Written problem :: Rewrite the records from the line containing "Where can the man's hand" through the end of the records, changing "wooden pallet" to "wooden crate" and keeping everything else the same.

Material provided ::
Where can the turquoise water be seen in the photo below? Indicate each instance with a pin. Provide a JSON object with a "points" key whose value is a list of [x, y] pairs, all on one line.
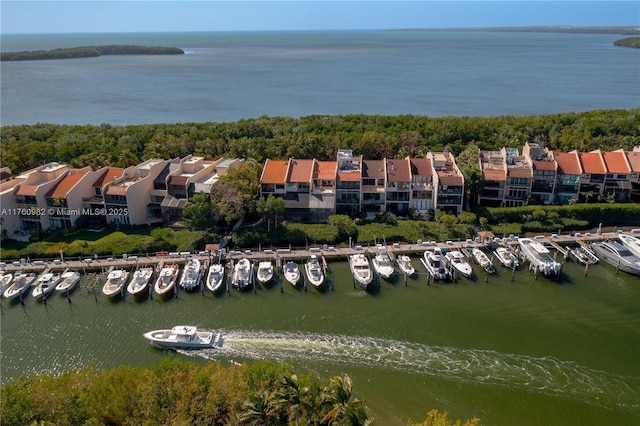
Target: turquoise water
{"points": [[236, 75], [511, 352]]}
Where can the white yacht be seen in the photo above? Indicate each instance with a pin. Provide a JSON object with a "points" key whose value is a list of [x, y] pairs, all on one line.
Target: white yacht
{"points": [[483, 260], [292, 273], [166, 281], [184, 337], [434, 262], [361, 270], [456, 260], [242, 274], [315, 275], [116, 280], [404, 263], [539, 256], [382, 264], [140, 281], [21, 284], [190, 278], [45, 284], [507, 257], [68, 281], [265, 271], [215, 277]]}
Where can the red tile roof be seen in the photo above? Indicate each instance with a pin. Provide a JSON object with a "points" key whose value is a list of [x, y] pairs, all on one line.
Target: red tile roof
{"points": [[616, 162], [275, 171]]}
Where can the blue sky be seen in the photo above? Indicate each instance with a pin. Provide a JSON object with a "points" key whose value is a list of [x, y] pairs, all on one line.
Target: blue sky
{"points": [[25, 16]]}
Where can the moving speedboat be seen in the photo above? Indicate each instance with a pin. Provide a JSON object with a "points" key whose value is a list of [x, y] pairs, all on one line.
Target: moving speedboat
{"points": [[292, 273], [361, 270], [115, 283], [404, 263], [68, 281], [45, 284], [215, 277], [539, 256], [456, 260], [483, 260], [140, 281], [617, 255], [21, 284], [265, 271], [184, 337], [314, 271], [507, 257]]}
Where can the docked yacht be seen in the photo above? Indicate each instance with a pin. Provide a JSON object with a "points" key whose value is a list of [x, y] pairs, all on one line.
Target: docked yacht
{"points": [[315, 275], [483, 260], [382, 264], [45, 284], [617, 255], [265, 271], [434, 262], [361, 270], [184, 337], [404, 263], [140, 281], [190, 278], [631, 243], [292, 273], [116, 280], [166, 281], [539, 256], [456, 260], [68, 281], [507, 257], [215, 277], [242, 274], [21, 284]]}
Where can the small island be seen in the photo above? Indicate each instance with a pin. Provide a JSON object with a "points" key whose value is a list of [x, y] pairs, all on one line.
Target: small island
{"points": [[628, 42], [89, 52]]}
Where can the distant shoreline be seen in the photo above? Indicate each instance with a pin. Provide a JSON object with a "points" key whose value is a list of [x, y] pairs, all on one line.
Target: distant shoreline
{"points": [[89, 52]]}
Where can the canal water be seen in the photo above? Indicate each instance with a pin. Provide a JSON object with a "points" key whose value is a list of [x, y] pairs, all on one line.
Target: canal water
{"points": [[524, 351]]}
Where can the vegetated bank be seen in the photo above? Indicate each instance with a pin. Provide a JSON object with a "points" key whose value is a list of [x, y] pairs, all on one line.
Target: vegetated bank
{"points": [[89, 52]]}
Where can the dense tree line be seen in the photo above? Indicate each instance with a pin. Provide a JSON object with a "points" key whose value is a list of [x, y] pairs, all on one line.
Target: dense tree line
{"points": [[23, 147]]}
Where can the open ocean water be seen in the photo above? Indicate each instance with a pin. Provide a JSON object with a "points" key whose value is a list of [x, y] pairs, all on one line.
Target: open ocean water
{"points": [[237, 75]]}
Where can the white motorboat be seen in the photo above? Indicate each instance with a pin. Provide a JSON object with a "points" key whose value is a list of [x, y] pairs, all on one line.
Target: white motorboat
{"points": [[265, 271], [617, 255], [507, 257], [68, 281], [184, 337], [631, 243], [242, 276], [361, 270], [404, 263], [382, 264], [116, 280], [434, 262], [539, 256], [167, 279], [215, 277], [21, 284], [190, 278], [5, 282], [315, 275], [140, 281], [456, 260], [45, 284], [292, 273], [483, 260]]}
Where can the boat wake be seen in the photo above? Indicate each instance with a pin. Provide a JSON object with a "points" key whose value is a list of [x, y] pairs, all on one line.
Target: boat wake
{"points": [[547, 375]]}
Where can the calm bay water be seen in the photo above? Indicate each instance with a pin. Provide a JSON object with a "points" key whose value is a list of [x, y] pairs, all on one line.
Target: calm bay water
{"points": [[231, 76], [511, 352]]}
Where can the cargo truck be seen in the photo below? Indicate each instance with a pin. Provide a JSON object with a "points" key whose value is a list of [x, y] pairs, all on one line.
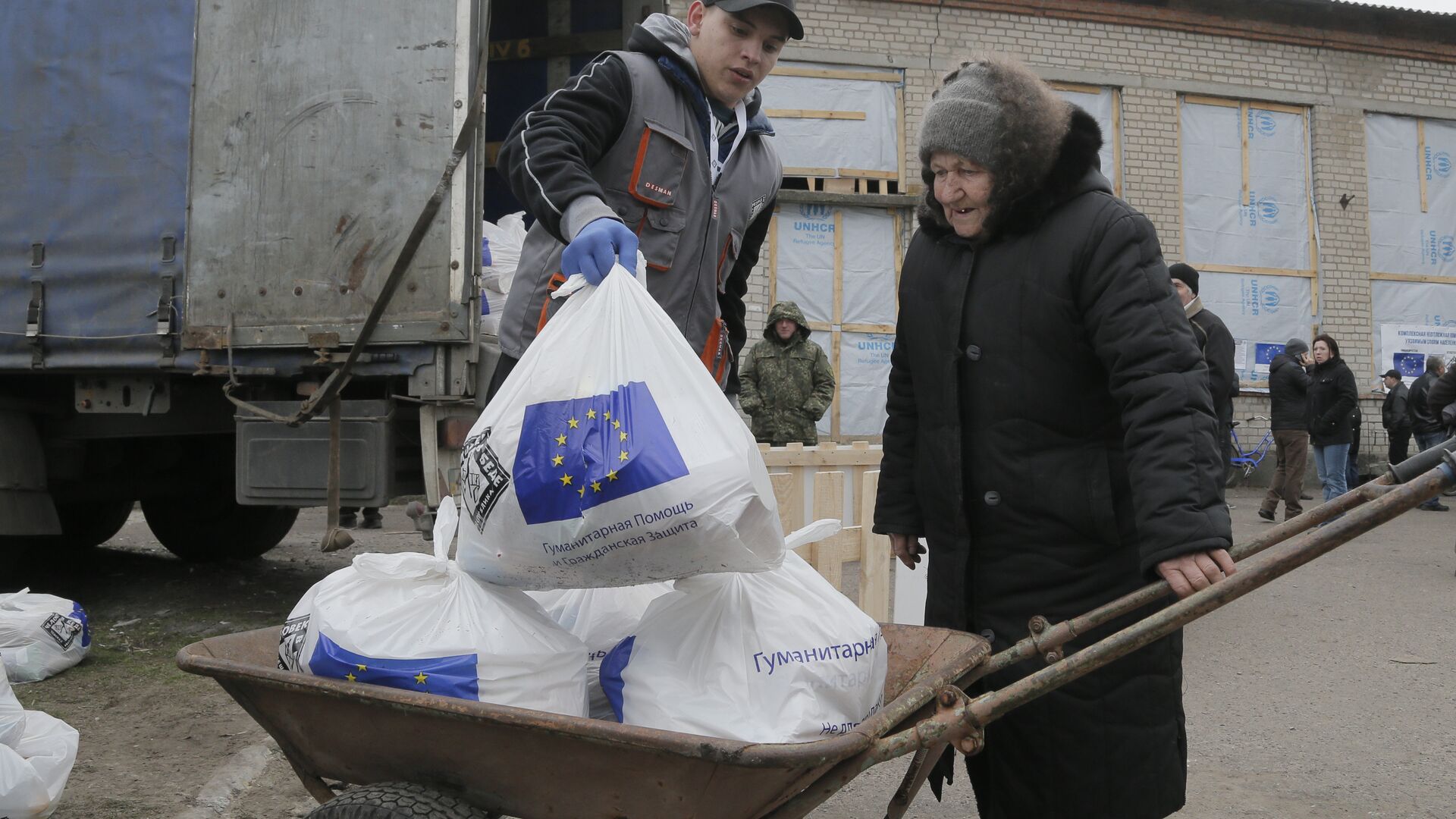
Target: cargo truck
{"points": [[200, 207]]}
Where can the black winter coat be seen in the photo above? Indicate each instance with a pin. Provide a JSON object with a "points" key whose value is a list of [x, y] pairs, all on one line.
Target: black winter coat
{"points": [[1052, 435], [1424, 419], [1289, 394], [1443, 394], [1331, 398], [1218, 352], [1392, 413]]}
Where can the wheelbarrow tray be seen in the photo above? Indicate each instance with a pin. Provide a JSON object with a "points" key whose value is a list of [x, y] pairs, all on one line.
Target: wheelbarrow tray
{"points": [[535, 764]]}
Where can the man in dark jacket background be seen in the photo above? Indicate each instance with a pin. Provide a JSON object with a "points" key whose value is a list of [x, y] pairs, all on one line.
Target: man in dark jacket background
{"points": [[644, 149], [1218, 350], [1394, 417], [1289, 420], [1440, 397], [1426, 422]]}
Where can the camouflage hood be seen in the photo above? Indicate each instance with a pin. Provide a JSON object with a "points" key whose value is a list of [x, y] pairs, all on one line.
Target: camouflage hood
{"points": [[785, 311]]}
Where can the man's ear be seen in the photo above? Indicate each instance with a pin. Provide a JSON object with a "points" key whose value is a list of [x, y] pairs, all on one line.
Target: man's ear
{"points": [[695, 18]]}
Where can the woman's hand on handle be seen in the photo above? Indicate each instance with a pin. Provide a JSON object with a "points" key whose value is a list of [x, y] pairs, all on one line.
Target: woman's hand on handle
{"points": [[908, 548], [1191, 573]]}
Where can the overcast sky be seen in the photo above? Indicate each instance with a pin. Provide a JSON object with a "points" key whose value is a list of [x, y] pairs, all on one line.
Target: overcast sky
{"points": [[1421, 5]]}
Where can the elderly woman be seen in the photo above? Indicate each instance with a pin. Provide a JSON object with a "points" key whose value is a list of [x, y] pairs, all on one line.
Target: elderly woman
{"points": [[1050, 436]]}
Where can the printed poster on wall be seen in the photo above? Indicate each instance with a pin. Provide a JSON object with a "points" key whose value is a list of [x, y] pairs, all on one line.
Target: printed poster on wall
{"points": [[1261, 312], [1407, 346], [1402, 311]]}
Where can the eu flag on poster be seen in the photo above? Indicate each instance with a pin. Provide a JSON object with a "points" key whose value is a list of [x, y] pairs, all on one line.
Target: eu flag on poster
{"points": [[1264, 353], [1410, 365], [449, 676], [582, 452]]}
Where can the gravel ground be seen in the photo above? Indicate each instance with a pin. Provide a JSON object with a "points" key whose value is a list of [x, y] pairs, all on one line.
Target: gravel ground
{"points": [[1324, 695]]}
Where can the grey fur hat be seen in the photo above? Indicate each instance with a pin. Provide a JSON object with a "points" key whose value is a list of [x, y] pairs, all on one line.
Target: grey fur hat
{"points": [[996, 112]]}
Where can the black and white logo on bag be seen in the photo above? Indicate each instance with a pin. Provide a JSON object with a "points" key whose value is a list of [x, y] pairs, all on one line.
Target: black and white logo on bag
{"points": [[63, 630], [290, 643], [482, 477]]}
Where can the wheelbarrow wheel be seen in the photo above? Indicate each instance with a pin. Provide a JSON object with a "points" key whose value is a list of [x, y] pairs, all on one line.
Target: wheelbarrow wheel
{"points": [[395, 800]]}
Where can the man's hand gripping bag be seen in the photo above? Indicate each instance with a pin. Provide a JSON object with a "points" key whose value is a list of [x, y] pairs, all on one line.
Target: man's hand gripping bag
{"points": [[610, 458]]}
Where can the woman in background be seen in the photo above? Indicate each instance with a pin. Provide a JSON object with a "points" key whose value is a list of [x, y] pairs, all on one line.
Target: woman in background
{"points": [[1331, 400]]}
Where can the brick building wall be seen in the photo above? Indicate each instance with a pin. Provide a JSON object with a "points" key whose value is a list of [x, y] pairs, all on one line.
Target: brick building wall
{"points": [[1152, 66]]}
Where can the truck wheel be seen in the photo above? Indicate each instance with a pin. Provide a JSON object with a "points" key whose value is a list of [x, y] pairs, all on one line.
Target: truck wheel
{"points": [[218, 528], [92, 523], [395, 800]]}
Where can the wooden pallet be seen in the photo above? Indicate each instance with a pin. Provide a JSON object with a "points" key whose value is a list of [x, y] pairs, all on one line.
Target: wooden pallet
{"points": [[840, 181]]}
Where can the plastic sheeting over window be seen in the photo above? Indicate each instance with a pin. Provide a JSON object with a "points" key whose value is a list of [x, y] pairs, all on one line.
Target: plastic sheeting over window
{"points": [[1413, 194], [1261, 312], [1245, 186], [840, 265], [1416, 318], [1104, 104], [832, 120]]}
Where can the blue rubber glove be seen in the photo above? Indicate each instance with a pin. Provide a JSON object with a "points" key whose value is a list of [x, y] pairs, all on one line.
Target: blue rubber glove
{"points": [[598, 246]]}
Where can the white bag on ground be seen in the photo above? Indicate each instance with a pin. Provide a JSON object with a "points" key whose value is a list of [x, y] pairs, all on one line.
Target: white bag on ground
{"points": [[778, 656], [41, 634], [610, 458], [34, 771], [601, 618], [12, 716], [419, 623]]}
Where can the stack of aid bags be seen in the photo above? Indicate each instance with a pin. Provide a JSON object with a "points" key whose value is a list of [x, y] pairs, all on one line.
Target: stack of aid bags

Complete answer ::
Where can the man's hand gripping bag be seen in the photo above? Indicate each instance with a pin. Provide a JSON object with a "points" key whose value is a list of [x, y] pairs, all on one line.
Target: man's hand gripping bag
{"points": [[610, 458]]}
Where can the woman in background be seen in the photo above? Indicate each instance with a pin. Provide a JSON object with a "points" key whose value is a list of [x, y] pairs, all on one line.
Target: woman in background
{"points": [[1331, 400]]}
Where can the brick building wall be seen in the photo above? Indicate each instance with a pin. Provide a JSON object with a "points" key whose value is a list of [x, y] pairs, all on one line.
Target: brick building wall
{"points": [[1152, 66]]}
Where can the truck wheel be seen in the photo above? Indicate each instance with a pin. Provide a JSON object with a "points" key whose value is a list of [x, y] pairs, all on one line.
Target: truck wheel
{"points": [[218, 528], [92, 523], [395, 800]]}
Where can the wooden crate be seen in the photo above? Indicate each instance with a pin. Provide a JSON object with a "points" key whose value is a list of [x, y] pairs, all on one line.
Target: wooden crate
{"points": [[840, 181]]}
Where can the plastic sheeting over window be seen in the photo above? Indicate each instance with a pin. Provide a JSON object with a "points" key whose value is a list of [x, y] pairs, all on one line.
Target: plastic sheeting over window
{"points": [[1413, 194], [1261, 312], [1245, 186], [840, 265], [1416, 318], [1104, 104], [832, 120]]}
Where can the blue rubber glove be seen in the photo above? Indicate each instance with a pin. Provide a JSON object with a "points" key whose value is a list of [x, y] pairs, all on one line.
Target: blue rubber glove
{"points": [[598, 246]]}
Where can the white bag on ground be seen in the photo above? Indicate each instance with a pin. Provide a JSON object with a "points" key whose value is a list of [x, y] pairs, all on one line.
Target: white bag on ground
{"points": [[778, 656], [41, 634], [610, 458], [34, 771], [601, 618], [12, 716], [419, 623]]}
Where can the stack of aid bags be seen in the photo above? Indicate each instance with a pin. Provide a JSON object with a "points" key whose value is a list of [x, y] pairs, all on one line.
Target: stack of aid bags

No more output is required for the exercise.